● Exercise objective: Go over the records and count each line that has the string "patch". Give the number and nothing else.

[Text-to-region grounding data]
------------------------------

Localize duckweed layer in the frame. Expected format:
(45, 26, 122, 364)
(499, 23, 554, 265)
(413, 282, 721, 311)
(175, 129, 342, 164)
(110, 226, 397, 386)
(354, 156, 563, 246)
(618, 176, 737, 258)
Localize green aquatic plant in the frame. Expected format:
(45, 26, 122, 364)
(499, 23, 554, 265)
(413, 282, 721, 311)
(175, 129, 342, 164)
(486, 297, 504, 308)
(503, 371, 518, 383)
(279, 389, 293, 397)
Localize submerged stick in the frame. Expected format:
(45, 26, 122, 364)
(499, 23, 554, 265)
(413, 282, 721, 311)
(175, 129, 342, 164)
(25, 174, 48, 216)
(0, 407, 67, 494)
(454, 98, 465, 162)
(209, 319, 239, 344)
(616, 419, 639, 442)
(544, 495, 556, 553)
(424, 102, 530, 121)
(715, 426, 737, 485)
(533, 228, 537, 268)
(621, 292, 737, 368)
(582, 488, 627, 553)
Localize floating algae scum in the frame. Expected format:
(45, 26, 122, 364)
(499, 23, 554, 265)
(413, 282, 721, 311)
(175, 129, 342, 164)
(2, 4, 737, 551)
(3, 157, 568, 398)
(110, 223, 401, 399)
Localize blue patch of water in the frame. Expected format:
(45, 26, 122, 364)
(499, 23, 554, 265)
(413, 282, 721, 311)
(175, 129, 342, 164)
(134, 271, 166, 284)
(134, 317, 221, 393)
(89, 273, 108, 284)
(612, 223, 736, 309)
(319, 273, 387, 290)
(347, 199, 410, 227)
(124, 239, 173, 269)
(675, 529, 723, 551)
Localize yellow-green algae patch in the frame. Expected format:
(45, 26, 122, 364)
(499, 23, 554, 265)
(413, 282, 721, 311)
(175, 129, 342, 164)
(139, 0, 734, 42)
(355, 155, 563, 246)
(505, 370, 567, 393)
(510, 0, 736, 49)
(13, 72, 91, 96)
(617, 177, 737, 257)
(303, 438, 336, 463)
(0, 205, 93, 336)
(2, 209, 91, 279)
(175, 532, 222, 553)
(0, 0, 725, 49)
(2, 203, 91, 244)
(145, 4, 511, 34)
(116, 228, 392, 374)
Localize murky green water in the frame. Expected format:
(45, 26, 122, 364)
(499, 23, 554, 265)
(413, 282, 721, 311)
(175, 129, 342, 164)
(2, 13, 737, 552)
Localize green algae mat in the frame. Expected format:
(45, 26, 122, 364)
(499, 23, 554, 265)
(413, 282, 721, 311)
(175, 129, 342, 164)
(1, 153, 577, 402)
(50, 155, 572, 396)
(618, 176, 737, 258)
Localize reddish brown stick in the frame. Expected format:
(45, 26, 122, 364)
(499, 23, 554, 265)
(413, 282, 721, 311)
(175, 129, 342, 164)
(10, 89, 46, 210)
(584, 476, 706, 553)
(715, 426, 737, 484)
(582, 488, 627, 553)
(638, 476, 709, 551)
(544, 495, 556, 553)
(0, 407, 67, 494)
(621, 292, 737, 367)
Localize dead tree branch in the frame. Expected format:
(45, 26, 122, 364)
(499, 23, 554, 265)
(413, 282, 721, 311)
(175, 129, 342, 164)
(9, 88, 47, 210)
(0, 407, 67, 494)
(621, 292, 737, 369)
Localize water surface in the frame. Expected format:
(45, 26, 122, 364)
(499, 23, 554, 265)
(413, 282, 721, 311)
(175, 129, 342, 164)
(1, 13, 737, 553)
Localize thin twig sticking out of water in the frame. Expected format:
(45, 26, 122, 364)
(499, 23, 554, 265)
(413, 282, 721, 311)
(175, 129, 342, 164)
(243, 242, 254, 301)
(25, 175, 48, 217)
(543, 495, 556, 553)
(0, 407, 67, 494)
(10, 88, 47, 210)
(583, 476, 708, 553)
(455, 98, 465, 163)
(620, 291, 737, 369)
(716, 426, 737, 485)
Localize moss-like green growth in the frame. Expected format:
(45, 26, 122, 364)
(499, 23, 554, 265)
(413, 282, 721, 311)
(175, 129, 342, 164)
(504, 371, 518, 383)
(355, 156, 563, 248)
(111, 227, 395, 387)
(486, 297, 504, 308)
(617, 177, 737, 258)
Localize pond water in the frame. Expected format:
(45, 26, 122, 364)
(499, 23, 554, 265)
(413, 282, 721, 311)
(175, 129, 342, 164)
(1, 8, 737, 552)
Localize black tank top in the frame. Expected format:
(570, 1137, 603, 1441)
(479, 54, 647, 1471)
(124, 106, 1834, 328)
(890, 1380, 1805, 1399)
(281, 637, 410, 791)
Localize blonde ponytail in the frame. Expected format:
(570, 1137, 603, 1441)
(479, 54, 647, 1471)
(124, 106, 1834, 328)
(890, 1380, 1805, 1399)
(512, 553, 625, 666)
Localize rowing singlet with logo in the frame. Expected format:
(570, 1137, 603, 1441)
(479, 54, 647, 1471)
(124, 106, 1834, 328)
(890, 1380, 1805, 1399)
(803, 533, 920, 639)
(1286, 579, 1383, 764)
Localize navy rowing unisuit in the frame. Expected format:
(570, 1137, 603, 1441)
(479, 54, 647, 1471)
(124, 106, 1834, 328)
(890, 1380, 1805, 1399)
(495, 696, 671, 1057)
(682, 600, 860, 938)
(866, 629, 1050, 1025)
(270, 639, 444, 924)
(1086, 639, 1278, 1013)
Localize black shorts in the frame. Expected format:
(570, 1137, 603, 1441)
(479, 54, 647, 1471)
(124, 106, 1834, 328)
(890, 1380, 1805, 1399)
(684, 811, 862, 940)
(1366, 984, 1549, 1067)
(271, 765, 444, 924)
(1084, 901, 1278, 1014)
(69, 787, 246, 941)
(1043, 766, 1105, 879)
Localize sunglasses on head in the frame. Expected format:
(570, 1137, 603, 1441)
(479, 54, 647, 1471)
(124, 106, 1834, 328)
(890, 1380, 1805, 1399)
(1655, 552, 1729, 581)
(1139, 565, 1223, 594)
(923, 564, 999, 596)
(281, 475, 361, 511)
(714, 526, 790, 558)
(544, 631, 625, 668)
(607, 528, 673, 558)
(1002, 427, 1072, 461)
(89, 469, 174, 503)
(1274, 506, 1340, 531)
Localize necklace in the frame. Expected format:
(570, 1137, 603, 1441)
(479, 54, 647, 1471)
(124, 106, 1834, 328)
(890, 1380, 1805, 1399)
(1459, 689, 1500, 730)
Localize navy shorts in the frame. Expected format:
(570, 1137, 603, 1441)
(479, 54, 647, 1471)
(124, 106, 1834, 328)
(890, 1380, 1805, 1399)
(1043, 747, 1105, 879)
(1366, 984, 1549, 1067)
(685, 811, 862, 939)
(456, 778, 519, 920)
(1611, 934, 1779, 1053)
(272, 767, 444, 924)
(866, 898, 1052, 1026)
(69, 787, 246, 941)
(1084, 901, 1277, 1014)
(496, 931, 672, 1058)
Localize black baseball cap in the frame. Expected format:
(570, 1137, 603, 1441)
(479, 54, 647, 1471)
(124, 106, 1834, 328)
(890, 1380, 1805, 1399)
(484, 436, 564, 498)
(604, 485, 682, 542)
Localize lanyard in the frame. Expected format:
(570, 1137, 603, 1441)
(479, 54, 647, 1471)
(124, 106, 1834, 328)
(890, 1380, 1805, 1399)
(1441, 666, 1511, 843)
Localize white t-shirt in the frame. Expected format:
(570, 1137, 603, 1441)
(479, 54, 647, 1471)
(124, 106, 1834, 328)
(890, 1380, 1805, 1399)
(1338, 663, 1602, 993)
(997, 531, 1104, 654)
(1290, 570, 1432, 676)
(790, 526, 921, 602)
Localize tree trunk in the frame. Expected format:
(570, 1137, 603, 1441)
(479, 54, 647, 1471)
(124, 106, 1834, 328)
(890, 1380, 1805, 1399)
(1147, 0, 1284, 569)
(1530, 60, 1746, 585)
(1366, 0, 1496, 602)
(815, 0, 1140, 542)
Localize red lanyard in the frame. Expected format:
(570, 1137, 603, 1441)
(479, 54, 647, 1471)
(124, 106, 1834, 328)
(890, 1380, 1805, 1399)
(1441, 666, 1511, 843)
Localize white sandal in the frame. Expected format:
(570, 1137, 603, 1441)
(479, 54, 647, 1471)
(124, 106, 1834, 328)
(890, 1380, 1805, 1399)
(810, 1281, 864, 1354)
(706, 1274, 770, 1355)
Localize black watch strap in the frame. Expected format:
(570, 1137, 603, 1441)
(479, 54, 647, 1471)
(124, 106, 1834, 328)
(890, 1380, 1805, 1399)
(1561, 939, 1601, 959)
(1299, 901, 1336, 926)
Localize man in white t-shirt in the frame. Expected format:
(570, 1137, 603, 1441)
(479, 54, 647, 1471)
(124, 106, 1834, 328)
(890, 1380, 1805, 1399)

------------------------------

● Written response: 2